- **Job**: Identify every line in the entries below that contains the word "team", treating uppercase and lowercase as different, and copy each such line.

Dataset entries
####################

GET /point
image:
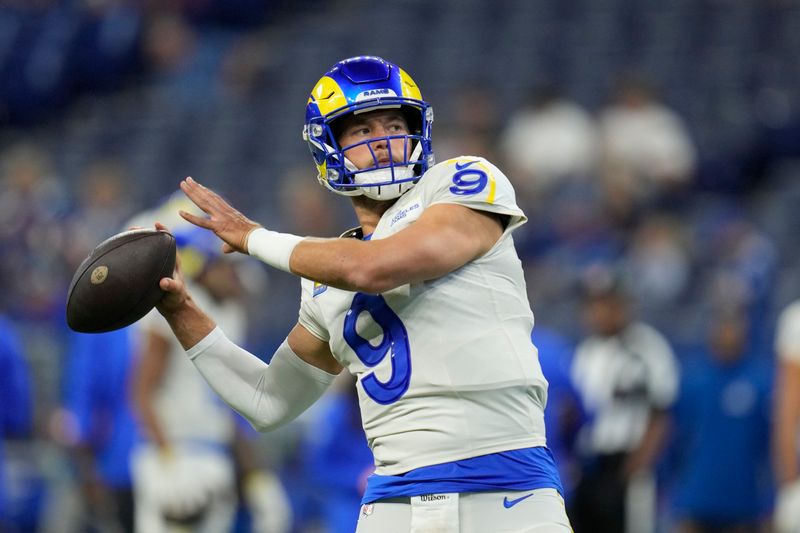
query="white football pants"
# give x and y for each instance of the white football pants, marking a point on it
(529, 511)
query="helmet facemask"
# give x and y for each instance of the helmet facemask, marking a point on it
(381, 181)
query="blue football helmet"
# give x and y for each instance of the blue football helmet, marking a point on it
(354, 86)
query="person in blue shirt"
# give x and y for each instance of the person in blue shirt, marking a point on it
(16, 406)
(722, 482)
(100, 430)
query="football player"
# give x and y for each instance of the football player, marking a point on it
(424, 302)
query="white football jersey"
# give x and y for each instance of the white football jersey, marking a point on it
(446, 368)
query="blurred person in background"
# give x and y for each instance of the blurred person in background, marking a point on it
(646, 154)
(626, 376)
(184, 471)
(548, 141)
(103, 204)
(16, 424)
(337, 457)
(786, 423)
(723, 482)
(96, 425)
(458, 439)
(33, 203)
(475, 123)
(563, 415)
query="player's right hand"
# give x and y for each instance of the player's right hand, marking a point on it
(176, 295)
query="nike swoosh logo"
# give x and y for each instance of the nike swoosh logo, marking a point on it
(508, 504)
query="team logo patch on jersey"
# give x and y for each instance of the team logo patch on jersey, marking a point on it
(403, 213)
(319, 288)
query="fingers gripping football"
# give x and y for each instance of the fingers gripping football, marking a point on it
(174, 288)
(226, 222)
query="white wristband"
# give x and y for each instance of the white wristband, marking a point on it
(272, 247)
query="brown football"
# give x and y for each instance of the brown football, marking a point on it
(118, 283)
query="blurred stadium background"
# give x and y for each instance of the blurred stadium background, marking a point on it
(106, 104)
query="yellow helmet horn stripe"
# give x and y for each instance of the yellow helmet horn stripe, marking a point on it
(410, 89)
(327, 95)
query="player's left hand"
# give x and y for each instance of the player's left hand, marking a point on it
(226, 222)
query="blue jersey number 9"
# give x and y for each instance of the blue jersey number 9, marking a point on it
(394, 344)
(468, 180)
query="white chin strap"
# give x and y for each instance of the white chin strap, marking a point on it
(385, 175)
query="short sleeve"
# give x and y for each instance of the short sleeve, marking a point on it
(310, 313)
(787, 341)
(473, 182)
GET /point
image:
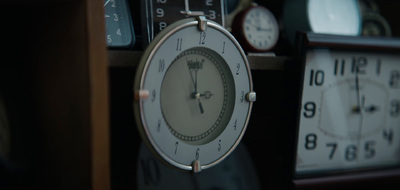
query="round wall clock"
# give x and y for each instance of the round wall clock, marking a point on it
(194, 94)
(256, 29)
(349, 110)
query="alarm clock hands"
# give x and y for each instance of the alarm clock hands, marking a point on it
(195, 65)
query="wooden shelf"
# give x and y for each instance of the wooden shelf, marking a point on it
(267, 61)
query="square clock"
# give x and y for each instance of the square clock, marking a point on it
(348, 113)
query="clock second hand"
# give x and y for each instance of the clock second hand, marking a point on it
(360, 108)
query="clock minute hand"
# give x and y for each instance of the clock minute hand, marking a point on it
(195, 94)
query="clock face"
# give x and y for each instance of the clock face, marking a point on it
(350, 112)
(260, 28)
(196, 94)
(119, 28)
(334, 17)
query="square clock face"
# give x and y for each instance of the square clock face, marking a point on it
(349, 114)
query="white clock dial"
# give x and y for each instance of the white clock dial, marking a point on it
(194, 94)
(334, 16)
(260, 28)
(349, 112)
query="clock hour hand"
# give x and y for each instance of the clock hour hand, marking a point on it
(207, 94)
(195, 94)
(191, 13)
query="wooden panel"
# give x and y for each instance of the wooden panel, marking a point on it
(57, 52)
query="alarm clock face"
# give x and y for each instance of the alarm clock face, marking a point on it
(260, 28)
(334, 17)
(338, 17)
(194, 94)
(350, 111)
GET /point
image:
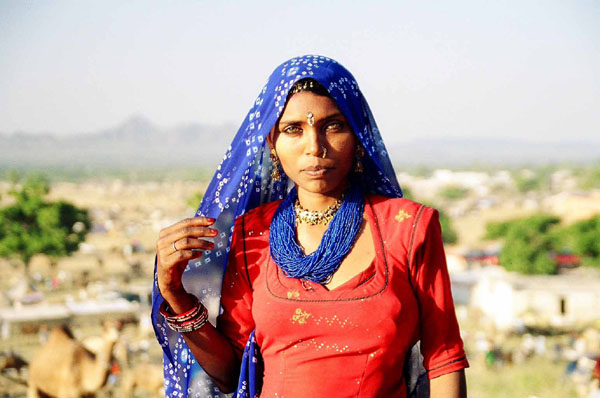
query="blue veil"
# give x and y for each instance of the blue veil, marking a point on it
(243, 181)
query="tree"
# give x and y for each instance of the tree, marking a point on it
(528, 243)
(32, 225)
(584, 238)
(453, 192)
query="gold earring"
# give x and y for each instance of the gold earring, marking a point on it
(358, 166)
(275, 174)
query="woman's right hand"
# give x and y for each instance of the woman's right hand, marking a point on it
(176, 245)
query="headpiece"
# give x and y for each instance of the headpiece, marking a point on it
(243, 181)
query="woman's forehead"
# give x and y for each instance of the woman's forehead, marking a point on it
(301, 103)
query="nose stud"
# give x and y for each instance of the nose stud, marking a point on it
(310, 119)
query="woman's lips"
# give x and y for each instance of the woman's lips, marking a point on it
(316, 171)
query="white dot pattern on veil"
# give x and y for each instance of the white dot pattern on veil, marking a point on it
(243, 181)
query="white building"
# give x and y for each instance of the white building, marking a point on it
(510, 299)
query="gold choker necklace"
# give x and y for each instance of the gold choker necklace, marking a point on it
(316, 217)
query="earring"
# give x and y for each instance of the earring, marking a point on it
(275, 173)
(358, 166)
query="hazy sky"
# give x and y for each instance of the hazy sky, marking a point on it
(506, 69)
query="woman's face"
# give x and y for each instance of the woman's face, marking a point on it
(316, 152)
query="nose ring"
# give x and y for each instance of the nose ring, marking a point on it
(310, 118)
(324, 155)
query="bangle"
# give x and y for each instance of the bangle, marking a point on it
(192, 319)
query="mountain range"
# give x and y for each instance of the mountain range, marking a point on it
(139, 142)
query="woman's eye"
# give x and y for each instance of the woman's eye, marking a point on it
(292, 130)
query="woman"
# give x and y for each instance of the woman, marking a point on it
(338, 277)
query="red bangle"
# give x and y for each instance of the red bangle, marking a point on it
(192, 319)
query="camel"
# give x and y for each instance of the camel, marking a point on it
(145, 377)
(12, 360)
(64, 368)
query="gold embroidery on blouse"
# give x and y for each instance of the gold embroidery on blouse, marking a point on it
(300, 316)
(402, 215)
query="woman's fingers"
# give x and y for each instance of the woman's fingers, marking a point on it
(192, 244)
(188, 222)
(186, 233)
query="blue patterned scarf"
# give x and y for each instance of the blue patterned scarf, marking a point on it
(243, 181)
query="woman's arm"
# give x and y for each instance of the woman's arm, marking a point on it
(177, 245)
(451, 385)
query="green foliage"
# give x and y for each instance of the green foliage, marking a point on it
(453, 192)
(584, 238)
(528, 243)
(448, 232)
(32, 225)
(589, 177)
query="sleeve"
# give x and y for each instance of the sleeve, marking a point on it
(441, 344)
(235, 321)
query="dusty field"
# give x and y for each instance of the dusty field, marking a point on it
(119, 254)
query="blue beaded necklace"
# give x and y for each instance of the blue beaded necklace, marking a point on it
(336, 243)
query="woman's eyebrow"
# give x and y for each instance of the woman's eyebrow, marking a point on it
(300, 120)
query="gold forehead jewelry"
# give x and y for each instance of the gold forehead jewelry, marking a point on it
(324, 155)
(303, 85)
(316, 217)
(310, 118)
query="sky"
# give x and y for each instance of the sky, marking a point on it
(480, 69)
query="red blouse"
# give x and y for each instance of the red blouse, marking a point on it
(350, 341)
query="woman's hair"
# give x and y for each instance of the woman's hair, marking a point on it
(310, 85)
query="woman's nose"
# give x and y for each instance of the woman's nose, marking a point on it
(314, 145)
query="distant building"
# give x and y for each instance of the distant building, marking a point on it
(511, 300)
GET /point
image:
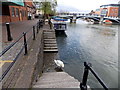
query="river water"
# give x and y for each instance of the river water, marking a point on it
(93, 43)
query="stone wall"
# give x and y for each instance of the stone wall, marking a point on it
(27, 68)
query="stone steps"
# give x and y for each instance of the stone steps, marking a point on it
(50, 44)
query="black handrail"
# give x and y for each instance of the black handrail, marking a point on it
(88, 67)
(24, 47)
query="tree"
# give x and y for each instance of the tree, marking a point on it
(47, 6)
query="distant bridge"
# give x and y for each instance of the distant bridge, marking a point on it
(96, 18)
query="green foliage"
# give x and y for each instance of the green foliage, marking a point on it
(48, 7)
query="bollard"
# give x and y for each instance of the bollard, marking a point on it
(8, 32)
(37, 27)
(33, 32)
(83, 85)
(39, 24)
(25, 43)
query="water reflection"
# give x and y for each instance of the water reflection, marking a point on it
(97, 44)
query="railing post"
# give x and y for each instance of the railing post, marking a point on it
(33, 32)
(37, 27)
(83, 85)
(25, 43)
(8, 32)
(39, 24)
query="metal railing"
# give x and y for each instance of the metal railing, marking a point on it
(88, 67)
(24, 47)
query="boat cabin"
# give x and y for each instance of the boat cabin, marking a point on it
(60, 26)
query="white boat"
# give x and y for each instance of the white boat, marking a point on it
(59, 25)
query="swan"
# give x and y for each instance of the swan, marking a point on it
(59, 64)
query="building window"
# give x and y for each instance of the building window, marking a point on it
(13, 12)
(17, 12)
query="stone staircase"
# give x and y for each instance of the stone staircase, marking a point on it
(50, 44)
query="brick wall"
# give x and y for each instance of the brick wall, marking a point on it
(22, 14)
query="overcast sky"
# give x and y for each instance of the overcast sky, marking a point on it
(84, 5)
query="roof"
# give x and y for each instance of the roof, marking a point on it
(110, 5)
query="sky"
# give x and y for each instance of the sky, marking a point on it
(82, 5)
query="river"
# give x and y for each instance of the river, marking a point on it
(93, 43)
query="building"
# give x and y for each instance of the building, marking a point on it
(13, 11)
(110, 10)
(97, 12)
(31, 10)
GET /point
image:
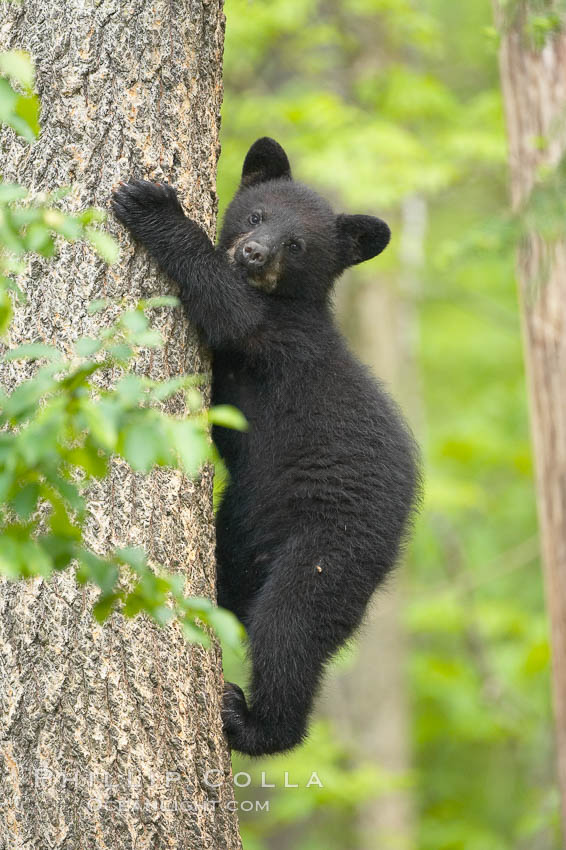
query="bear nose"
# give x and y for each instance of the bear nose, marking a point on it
(255, 254)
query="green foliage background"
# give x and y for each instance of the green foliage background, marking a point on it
(377, 101)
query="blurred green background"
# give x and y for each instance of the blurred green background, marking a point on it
(436, 731)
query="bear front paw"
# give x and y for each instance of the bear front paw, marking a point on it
(140, 202)
(234, 713)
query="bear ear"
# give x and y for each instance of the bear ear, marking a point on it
(361, 237)
(265, 160)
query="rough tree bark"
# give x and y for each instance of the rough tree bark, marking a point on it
(534, 88)
(107, 732)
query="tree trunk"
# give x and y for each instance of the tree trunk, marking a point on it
(534, 88)
(108, 732)
(376, 722)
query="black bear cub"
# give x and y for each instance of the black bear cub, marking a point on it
(323, 483)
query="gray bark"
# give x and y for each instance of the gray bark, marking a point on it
(534, 88)
(107, 732)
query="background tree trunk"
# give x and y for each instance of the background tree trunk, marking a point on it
(368, 701)
(534, 88)
(107, 732)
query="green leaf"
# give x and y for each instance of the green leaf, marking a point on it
(228, 628)
(228, 417)
(26, 118)
(160, 301)
(19, 66)
(104, 244)
(6, 312)
(191, 443)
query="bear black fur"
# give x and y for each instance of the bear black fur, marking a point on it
(323, 483)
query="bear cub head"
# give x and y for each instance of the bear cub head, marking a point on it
(284, 237)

####################

- **Solution**:
query="team logo patch on jersey"
# give x and y for each instance of the team logo patch on jersey, marking a point on it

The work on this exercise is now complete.